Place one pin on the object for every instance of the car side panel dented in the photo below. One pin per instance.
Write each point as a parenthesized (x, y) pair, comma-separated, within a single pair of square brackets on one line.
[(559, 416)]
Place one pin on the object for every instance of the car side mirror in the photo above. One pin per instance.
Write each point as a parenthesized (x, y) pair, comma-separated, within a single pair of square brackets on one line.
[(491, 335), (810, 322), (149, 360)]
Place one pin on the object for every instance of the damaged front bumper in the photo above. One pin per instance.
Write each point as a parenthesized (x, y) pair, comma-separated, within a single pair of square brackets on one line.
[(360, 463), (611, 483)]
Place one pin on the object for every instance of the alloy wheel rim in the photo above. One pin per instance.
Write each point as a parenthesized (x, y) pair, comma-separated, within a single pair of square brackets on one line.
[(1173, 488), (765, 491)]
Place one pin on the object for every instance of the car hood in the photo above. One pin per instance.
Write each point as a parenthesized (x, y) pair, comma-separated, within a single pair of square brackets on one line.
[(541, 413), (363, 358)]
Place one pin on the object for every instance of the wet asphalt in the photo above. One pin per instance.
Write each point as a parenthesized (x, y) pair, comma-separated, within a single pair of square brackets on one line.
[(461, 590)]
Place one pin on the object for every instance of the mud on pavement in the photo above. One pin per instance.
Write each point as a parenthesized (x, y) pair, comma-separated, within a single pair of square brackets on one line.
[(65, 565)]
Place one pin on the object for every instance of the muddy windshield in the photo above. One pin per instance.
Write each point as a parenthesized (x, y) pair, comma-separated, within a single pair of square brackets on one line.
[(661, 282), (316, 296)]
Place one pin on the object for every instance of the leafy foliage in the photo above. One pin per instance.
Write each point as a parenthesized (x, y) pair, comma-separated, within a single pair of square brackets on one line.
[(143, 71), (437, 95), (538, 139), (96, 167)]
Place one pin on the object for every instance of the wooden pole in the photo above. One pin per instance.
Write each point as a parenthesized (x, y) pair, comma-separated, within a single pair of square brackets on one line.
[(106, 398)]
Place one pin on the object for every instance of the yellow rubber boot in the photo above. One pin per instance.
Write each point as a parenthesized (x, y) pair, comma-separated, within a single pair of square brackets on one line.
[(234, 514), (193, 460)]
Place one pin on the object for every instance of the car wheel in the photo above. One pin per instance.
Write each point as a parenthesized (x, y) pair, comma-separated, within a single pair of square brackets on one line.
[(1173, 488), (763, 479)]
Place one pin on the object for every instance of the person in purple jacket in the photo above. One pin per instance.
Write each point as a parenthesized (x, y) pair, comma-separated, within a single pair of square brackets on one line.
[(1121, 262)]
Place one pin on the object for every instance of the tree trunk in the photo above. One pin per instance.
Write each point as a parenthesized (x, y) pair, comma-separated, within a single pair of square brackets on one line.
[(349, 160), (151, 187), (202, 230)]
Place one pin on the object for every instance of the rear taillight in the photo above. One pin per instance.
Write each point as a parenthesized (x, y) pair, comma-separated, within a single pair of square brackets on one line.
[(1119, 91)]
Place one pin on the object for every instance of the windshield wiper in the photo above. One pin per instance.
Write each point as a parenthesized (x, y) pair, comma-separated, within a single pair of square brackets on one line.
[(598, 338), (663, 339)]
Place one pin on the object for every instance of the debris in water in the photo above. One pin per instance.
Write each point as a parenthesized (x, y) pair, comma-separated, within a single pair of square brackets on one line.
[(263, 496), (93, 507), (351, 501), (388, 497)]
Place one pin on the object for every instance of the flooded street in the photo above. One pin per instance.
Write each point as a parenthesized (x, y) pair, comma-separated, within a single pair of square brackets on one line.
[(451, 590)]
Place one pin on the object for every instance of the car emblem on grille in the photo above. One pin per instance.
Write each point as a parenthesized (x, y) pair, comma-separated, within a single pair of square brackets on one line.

What is needed: The records above should be repeated in full, exactly as given.

Answer in full:
Place one pin on the object for every instance of the car side panel dented in the photo below. One pin per instance.
Write each point as a parenthesized (x, y) pair, comma-separated, within a single pair of square brackets on one line.
[(559, 416)]
Place one pin on the object for every instance of the car side mirror in the photo above. One pin per instance.
Write each point as a parenthesized (x, y) pair, comma-separated, within a single pair of square brackets on one line.
[(491, 335), (810, 322), (149, 360)]
Place one pin on the object for every instance of the damaged front bumper in the photo above. One pin per instance.
Write each point as a parenthesized (x, y) pair, comma-separated, within a single pair of square brackets on one line.
[(360, 463), (611, 483)]
Place one pin on the object for every instance of the alloy wheel rim in the photo above. One pin per instance.
Write each point as a parenthesized (x, y) pair, comma-separated, within a single pair of square brackets on one line.
[(1173, 488), (765, 491)]
Place one pin on the object for every instance of the car hood in the photo above. One pin per instance.
Write each point as a parenthesized (x, y) pair, comma-separated, within a single pair of square brackets on one line.
[(541, 413), (363, 358)]
Place one pin on the object for every instance of the wet asphalt in the photo above. One pin per instance.
Write each point as a parenthesized (x, y) pair, comma-separated, within a single pair of square brackets on one line.
[(461, 590)]
Place one pin on the object for every instance of the mud on pavement in the photo above. One pin per instance.
Write each point as a parenthesized (x, y) pair, comma-separated, within a single pair of square brackets on one line.
[(65, 565)]
Place one pin on the object for every instance of the muddy windshield in the photo above. One pin per instance.
Write each point as a parenthesized (x, y) pair, comma-separated, within a single pair of square brackets on one line.
[(661, 282), (316, 296)]
Place one pin on the object for every instance of the leafy foliage in the photo above. One pin per instance.
Write each point as a parenthesized (x, y) pair, comma-separated, within a single pair of square brackets on one line.
[(143, 71), (437, 95), (538, 139), (96, 167)]
Place one pin on the object for every instance of the wooden pole in the photo above. One pin per instance.
Write each point as a parenthesized (x, y) pair, comma-separated, within a single pair of square brackets on one line.
[(106, 398)]
Place one pin on the object for every instance of the yellow rubber boot in the photo above. One pin per instance.
Write each point as a parenthesized (x, y) pair, comma-separated, within a single pair of square brackets on one line.
[(234, 514), (193, 460)]
Place one pin on the object for every instance of the car wheel in the photo above. One pin per instance.
Write each point as a parenthesized (x, y) pair, comma-separated, within a single pair of square brackets on one line.
[(1173, 488), (763, 479)]
Place one pin on the object for every instance of the person in purple jacket in the photo above. One pin per instance.
Write each point as a parenthesized (x, y) pair, comma-separated, within a single pair of square brackets on one line.
[(1121, 262)]
Place one pin on the object for every instance of the tree trunk in the photo above. One pin per instance.
Write each point as a parenthesized (x, y) pair, comma-separated, within a single pair of square brackets on one line.
[(349, 160), (151, 187), (202, 230)]
Place one pin on the object for every instance of the rear taillight in the photo above. One pin per instance.
Write each point as a parenthesized (x, y) pair, comma-separated, within a single pair of square brackets on one line.
[(1119, 91)]
Place one pin on the object for every instance of the windshield wiper in the photo above. One pin per instance.
Write each point as a parenthesized (x, y) pair, comma-separated, within a single pair of square brackets on one line.
[(598, 338), (663, 339)]
Place one pin on the object for every instance of the debris in water in the photo above. One pin per instance.
Write each point as a parenthesized (x, y) pair, comma-separated, within a single pair of square brackets on one line.
[(263, 496), (93, 507), (351, 501), (388, 497)]
Place one pin on the object for every instance of the flooded street in the photo above. One pin per instance.
Write each point as a parenthesized (x, y) pair, comma-separated, within a single pair of square brackets on one line.
[(451, 590)]
Place one pin on the object for every instance of the car emblem on grille in the photo above. One pin per instance.
Write each point as a parenthesized (x, y) pair, comma-separated, within a single pair of square brackets on one line.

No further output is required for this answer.